### [Requirement]
From the line that contains "point: the green leaf, one" to the last line of the entries, write each line out exactly; include both ends and nothing else.
++++ Stored data
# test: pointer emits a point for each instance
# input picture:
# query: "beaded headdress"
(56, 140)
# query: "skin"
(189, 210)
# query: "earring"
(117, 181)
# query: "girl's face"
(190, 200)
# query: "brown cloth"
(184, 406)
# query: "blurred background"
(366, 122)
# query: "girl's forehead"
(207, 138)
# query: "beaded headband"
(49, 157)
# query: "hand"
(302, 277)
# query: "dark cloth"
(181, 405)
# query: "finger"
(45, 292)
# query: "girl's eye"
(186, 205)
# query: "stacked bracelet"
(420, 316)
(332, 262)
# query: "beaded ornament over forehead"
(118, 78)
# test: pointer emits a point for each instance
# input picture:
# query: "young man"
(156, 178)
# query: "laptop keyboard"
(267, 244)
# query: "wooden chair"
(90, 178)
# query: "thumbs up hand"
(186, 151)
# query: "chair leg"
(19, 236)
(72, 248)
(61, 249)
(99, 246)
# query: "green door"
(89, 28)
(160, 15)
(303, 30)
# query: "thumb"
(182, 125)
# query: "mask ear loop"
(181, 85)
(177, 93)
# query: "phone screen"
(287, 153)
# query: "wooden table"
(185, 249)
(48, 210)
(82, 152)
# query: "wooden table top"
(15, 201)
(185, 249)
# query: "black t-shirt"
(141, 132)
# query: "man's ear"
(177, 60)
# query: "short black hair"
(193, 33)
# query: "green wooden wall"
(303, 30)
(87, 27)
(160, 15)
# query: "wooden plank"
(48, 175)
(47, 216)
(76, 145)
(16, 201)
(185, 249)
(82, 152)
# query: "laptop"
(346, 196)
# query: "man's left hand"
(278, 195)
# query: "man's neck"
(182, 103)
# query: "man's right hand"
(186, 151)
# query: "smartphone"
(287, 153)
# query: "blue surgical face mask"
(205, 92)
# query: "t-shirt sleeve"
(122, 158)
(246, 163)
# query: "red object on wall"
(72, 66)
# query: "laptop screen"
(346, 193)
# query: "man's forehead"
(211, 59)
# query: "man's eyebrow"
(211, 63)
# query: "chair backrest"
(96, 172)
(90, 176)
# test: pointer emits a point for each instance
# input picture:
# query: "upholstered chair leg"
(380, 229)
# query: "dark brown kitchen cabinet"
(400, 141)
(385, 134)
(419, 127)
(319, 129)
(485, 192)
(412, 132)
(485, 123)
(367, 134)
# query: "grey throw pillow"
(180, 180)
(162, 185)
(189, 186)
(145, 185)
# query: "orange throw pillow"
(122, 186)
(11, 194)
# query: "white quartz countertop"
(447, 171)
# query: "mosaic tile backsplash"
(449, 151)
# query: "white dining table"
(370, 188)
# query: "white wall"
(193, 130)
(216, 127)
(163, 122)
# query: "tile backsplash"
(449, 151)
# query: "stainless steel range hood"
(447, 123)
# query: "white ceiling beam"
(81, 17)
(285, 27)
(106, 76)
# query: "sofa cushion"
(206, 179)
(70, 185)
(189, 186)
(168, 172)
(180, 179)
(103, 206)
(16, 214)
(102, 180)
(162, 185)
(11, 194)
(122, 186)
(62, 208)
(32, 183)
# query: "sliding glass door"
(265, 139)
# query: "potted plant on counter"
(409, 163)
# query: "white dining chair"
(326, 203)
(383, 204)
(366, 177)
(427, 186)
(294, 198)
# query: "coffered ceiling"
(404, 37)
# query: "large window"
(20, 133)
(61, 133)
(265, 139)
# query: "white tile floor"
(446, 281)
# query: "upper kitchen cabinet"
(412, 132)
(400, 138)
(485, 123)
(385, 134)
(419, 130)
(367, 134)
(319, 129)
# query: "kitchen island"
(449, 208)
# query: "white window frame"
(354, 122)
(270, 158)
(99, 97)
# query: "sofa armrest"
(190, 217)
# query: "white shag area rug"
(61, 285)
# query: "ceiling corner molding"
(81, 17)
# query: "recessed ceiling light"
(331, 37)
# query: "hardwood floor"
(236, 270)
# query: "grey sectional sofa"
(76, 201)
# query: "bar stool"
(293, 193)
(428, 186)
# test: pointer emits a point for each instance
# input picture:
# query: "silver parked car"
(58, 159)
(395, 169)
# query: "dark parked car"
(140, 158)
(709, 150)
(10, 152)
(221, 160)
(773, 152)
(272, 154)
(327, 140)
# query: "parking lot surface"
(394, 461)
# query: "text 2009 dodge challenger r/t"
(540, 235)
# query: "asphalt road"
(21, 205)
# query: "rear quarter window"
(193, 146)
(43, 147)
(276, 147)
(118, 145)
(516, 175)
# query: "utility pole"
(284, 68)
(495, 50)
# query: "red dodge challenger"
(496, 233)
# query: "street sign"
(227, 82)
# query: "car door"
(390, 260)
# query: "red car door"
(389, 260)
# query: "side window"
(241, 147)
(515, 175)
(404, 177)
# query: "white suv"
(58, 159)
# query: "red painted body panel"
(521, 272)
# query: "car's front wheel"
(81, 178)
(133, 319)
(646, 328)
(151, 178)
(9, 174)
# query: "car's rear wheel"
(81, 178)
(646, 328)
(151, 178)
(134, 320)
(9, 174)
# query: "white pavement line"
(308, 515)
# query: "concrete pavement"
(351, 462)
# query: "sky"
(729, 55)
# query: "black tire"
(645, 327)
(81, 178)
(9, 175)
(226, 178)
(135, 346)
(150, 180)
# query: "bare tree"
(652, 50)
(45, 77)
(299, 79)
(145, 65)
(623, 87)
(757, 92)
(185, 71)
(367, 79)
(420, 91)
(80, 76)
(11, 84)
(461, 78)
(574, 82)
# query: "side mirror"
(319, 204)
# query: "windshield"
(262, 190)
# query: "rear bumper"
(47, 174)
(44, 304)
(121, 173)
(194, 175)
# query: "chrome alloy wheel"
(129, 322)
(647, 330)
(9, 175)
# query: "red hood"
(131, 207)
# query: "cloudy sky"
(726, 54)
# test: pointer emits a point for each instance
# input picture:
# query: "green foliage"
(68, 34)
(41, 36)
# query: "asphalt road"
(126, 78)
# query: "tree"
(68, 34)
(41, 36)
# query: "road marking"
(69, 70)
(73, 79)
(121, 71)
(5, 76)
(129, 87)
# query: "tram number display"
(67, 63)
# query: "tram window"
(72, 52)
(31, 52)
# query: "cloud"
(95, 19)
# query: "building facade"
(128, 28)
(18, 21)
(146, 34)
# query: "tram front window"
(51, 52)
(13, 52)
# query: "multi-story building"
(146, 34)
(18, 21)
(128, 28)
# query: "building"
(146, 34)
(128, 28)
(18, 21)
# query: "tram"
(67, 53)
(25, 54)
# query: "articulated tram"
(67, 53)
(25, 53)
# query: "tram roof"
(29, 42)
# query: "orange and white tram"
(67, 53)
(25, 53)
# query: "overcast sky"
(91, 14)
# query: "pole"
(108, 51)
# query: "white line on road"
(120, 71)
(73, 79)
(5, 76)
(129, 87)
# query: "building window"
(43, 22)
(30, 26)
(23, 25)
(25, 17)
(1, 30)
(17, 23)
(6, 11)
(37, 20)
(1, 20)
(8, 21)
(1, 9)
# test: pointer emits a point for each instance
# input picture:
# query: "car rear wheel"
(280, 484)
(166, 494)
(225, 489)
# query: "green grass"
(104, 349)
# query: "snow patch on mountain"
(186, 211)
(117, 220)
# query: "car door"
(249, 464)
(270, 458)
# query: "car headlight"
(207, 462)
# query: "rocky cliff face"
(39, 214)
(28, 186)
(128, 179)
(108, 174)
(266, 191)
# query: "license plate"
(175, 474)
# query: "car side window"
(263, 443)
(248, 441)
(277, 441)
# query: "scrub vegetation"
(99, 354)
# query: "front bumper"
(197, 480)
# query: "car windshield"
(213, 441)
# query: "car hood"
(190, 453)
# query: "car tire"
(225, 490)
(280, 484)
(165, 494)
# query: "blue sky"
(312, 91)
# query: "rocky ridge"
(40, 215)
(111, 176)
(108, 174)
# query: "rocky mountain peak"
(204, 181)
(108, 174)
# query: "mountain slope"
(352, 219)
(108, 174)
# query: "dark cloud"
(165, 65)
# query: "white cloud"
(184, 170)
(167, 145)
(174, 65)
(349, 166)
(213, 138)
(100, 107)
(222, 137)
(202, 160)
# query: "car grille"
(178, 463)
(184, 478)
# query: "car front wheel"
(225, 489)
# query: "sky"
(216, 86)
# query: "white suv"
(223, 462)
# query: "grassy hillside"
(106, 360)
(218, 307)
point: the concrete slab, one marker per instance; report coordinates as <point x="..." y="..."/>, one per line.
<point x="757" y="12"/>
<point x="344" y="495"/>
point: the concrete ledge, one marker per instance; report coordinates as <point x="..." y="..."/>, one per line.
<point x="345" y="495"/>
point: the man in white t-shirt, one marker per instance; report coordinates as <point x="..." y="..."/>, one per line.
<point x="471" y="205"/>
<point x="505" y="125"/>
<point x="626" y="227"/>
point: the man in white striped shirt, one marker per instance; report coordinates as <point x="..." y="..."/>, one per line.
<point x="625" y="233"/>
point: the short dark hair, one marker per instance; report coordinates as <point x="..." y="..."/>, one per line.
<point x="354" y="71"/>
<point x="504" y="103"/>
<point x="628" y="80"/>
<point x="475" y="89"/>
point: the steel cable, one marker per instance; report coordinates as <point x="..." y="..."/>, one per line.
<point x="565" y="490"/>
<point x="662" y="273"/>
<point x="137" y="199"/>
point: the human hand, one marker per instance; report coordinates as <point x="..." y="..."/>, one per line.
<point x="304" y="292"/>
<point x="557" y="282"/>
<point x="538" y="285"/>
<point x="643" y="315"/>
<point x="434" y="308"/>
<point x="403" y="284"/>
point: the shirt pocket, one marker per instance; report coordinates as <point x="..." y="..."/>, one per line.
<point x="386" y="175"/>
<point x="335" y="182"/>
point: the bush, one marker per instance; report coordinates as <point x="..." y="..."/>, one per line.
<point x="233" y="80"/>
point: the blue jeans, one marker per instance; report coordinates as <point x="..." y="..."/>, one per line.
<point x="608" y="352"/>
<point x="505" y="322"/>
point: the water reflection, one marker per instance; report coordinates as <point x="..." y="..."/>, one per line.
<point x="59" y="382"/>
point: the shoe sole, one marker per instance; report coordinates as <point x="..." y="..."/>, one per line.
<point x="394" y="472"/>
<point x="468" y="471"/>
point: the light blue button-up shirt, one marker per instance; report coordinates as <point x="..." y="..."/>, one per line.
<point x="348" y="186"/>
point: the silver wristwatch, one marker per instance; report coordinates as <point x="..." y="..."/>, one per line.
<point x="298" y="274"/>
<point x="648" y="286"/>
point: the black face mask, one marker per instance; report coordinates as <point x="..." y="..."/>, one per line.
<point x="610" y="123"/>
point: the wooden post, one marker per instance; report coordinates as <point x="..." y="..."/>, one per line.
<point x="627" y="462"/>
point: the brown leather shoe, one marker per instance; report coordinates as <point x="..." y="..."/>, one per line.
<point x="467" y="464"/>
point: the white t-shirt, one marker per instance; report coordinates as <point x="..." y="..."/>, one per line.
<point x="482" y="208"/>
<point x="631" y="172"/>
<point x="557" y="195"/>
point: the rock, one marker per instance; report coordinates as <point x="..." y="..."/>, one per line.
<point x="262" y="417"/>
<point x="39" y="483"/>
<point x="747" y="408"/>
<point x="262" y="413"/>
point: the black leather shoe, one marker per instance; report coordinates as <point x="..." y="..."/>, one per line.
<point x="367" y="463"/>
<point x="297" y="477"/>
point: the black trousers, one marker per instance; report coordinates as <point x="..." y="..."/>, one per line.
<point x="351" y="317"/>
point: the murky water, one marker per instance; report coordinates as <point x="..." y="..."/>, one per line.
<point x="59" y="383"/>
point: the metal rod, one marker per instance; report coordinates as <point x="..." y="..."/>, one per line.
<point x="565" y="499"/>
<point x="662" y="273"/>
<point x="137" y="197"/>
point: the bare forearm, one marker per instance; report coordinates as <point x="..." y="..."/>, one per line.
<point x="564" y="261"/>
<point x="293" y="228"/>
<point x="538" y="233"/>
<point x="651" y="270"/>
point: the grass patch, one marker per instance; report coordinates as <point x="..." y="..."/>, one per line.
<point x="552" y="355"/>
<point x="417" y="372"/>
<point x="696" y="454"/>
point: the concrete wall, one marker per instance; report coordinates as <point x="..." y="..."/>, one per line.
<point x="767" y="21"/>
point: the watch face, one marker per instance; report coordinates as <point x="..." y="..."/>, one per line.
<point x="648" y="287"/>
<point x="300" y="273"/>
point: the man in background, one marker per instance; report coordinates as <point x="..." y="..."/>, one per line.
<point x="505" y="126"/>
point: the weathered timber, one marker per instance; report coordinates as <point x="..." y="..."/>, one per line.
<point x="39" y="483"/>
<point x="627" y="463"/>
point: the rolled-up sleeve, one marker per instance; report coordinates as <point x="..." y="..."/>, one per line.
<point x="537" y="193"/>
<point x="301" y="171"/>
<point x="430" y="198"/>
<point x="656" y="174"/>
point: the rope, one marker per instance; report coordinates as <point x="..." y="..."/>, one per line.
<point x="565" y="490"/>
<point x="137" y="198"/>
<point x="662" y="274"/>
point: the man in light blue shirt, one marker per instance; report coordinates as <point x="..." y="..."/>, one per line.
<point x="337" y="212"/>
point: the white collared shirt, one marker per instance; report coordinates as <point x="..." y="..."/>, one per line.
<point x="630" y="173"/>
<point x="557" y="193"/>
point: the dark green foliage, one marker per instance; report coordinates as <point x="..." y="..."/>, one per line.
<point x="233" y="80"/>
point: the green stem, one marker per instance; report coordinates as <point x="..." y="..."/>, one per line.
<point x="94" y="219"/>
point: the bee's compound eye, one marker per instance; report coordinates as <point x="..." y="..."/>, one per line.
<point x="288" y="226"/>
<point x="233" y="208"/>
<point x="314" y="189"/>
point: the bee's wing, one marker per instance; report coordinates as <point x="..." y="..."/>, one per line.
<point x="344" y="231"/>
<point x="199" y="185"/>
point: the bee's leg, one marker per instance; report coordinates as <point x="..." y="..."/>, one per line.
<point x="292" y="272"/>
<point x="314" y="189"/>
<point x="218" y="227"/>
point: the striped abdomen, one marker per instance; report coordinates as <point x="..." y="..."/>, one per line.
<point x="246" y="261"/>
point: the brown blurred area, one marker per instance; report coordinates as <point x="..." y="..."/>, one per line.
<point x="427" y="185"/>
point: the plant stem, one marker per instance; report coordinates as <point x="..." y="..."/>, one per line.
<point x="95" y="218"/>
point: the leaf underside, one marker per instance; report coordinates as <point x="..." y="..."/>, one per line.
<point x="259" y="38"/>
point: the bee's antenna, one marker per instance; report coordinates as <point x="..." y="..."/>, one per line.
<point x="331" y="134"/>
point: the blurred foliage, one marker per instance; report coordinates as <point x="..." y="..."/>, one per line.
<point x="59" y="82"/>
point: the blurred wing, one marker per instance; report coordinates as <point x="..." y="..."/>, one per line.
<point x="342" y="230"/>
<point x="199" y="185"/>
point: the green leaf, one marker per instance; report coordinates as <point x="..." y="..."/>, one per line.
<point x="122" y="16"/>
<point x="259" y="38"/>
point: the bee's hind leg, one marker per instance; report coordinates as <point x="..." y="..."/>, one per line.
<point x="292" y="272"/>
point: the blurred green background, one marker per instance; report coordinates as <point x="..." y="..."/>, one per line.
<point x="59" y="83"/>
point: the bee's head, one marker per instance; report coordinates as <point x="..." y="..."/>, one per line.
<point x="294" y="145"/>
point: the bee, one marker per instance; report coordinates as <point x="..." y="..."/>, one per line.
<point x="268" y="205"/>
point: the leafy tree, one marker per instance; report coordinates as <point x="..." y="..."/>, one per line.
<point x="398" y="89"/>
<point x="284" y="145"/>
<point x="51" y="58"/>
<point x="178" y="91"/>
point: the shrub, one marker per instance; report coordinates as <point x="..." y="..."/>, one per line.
++++++++
### [Task result]
point: the green leaf, one marker per instance; report coordinates as <point x="..." y="..."/>, one per line.
<point x="122" y="16"/>
<point x="259" y="38"/>
point: the bee's hind leg, one marker per instance; report coordinates as <point x="..." y="..."/>, one per line.
<point x="292" y="272"/>
point: the blurred green background, one marker per instance; report coordinates as <point x="..." y="..."/>, one per line.
<point x="59" y="83"/>
point: the bee's head, one marker per instance; report coordinates as <point x="..." y="..."/>, one per line.
<point x="294" y="145"/>
point: the bee, one marker per instance; report coordinates as <point x="..." y="..."/>, one per line.
<point x="268" y="205"/>
point: the leafy tree, one marker per instance; report coordinates as <point x="..." y="..."/>, one per line.
<point x="398" y="89"/>
<point x="284" y="145"/>
<point x="51" y="58"/>
<point x="178" y="91"/>
point: the shrub, one marker per instance; report coordinates as <point x="..." y="..."/>, one per line.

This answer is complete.